* BEGIN MATERIALS PROVIDED *

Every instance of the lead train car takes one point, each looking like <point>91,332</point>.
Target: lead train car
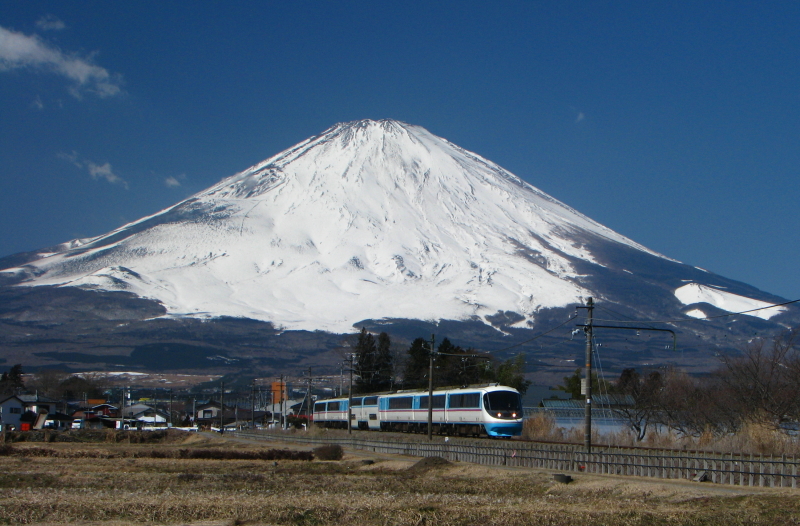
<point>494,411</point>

* END MATERIALS PROVIDED *
* BEGIN MATERIALS PROVIDED *

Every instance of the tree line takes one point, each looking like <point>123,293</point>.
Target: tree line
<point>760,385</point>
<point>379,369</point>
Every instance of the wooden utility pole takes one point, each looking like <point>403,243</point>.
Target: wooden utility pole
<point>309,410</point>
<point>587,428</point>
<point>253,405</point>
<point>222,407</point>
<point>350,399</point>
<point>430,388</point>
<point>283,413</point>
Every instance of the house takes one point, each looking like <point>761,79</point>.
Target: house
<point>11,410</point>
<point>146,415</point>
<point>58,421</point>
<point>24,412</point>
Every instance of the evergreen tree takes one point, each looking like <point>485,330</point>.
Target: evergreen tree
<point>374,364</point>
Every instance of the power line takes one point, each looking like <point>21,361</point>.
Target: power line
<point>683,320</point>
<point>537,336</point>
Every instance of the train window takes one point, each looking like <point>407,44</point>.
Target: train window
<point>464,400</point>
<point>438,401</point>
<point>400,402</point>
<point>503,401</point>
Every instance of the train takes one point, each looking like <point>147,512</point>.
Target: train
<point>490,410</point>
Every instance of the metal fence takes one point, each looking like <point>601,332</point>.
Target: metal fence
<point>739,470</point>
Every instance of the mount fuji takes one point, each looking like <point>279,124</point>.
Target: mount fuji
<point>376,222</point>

* END MATERIALS PROVIDED *

Which lines of the rows above contain the word "takes"? Copy each of them in full, treating uppercase and lowercase letters as different.

Every instance of the lead train car takes one point, each looking like <point>91,332</point>.
Every instance of the tree line takes one point, each looking like <point>123,293</point>.
Every instance of the wooden utility pole takes one point, each looking like <point>403,243</point>.
Every instance of the house takes one point, each looking like <point>761,79</point>.
Every instance of the evergreen tree takes one point, each looking like <point>485,330</point>.
Every instance of the power line takes one point, each looking like <point>21,361</point>.
Every instance of the train window takes one point, each looking like <point>407,44</point>.
Every instance of the train takes one point, each looking like <point>147,512</point>.
Every instance of the metal fence takes one point, each looking like <point>601,332</point>.
Every instance of the mount fuji takes one point, each looking like <point>279,124</point>.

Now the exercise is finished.